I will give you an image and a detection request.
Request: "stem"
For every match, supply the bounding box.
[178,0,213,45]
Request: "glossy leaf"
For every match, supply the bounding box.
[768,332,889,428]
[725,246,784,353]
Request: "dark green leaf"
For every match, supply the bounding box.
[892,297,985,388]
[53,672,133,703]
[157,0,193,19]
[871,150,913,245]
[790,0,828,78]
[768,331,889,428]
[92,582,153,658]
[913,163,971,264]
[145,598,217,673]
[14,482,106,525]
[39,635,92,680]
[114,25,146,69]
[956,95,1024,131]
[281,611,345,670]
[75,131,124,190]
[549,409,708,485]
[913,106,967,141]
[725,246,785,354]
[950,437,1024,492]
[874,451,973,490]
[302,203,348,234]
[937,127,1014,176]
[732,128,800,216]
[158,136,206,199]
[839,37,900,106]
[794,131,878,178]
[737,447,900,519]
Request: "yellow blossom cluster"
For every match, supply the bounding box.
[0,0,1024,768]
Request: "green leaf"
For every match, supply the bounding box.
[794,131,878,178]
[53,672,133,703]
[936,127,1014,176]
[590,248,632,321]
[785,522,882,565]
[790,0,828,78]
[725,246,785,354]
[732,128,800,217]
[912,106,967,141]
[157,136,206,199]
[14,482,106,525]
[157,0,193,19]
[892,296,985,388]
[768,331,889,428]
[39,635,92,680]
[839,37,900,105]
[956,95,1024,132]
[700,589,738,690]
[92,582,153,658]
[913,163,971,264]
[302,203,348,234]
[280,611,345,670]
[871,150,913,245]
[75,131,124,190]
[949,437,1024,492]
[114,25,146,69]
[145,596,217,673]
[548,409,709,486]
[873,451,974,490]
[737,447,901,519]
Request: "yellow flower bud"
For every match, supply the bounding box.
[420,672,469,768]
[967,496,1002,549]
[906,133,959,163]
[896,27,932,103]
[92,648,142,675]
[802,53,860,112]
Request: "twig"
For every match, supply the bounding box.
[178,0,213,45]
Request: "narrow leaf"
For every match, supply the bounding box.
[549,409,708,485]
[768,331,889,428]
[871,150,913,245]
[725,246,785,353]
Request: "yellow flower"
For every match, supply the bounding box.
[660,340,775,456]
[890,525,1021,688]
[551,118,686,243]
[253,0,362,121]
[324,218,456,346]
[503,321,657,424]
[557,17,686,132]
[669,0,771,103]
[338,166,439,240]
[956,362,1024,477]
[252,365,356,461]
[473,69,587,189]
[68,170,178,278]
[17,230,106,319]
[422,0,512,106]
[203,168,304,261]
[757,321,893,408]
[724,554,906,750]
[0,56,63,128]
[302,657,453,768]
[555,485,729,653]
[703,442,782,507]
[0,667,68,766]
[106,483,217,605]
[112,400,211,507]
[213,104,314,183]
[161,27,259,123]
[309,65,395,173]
———
■ **What is required**
Rewrite the listing above with every "supply" changed to "return", leaving everything else as it is.

■ **Response below**
I will give you an image and a detection request.
Request: "stem"
For every match, return the bounding box.
[178,0,213,45]
Request: "glossy leaf"
For every match, return the bounding box.
[768,332,889,428]
[725,246,784,353]
Request: "dark green leaf"
For every match, return the bounding box.
[892,297,985,388]
[53,672,133,703]
[157,0,193,19]
[871,150,913,245]
[790,0,828,78]
[768,331,889,428]
[92,582,153,658]
[913,163,971,264]
[145,598,217,673]
[14,482,106,525]
[39,635,92,680]
[114,25,146,69]
[956,95,1024,131]
[281,611,345,670]
[75,131,124,190]
[549,409,708,485]
[913,106,967,141]
[725,246,785,354]
[950,437,1024,492]
[874,451,973,490]
[302,203,348,234]
[937,127,1014,176]
[732,128,800,216]
[158,136,206,199]
[839,37,900,106]
[794,131,878,178]
[737,447,900,519]
Request: "yellow blossom cluster"
For every match, return the bounding box.
[0,0,1024,768]
Request: "green leaf"
For every match, return the bounding box.
[794,131,878,178]
[53,672,133,703]
[936,127,1014,176]
[590,248,632,321]
[785,522,882,565]
[790,0,828,78]
[725,246,785,354]
[732,128,800,217]
[912,106,967,141]
[157,136,206,199]
[14,482,106,525]
[157,0,193,19]
[892,296,985,388]
[768,331,889,428]
[39,635,92,680]
[839,37,900,105]
[956,95,1024,132]
[700,589,738,690]
[92,582,153,658]
[913,163,971,264]
[302,203,348,234]
[280,611,345,670]
[871,150,913,245]
[75,131,124,190]
[949,437,1024,492]
[114,25,146,69]
[145,596,217,673]
[548,409,709,486]
[873,451,974,490]
[737,447,901,519]
Request: "yellow flower bud"
For every match, return the bounding box.
[420,672,469,768]
[967,496,1002,549]
[906,133,959,163]
[896,27,932,103]
[92,648,142,675]
[802,53,860,112]
Request: "twig"
For every match, return the bounding box.
[178,0,213,45]
Request: "narrow leaf"
For every match, return the bounding box.
[549,409,708,485]
[768,331,889,428]
[871,150,913,245]
[725,246,785,353]
Request: "yellow flower"
For every match, return the bounding box.
[660,340,775,456]
[890,525,1021,688]
[551,118,686,243]
[253,0,362,121]
[324,218,456,346]
[503,321,657,424]
[557,17,686,132]
[669,0,771,103]
[338,166,439,240]
[956,362,1024,477]
[252,365,356,461]
[473,69,587,189]
[68,170,178,278]
[17,230,106,319]
[422,0,512,106]
[203,168,304,261]
[757,321,893,408]
[724,554,906,750]
[0,56,63,128]
[302,657,453,768]
[555,485,729,653]
[703,442,782,507]
[0,667,68,766]
[106,483,217,605]
[112,400,211,507]
[213,104,314,183]
[161,27,259,123]
[309,65,395,173]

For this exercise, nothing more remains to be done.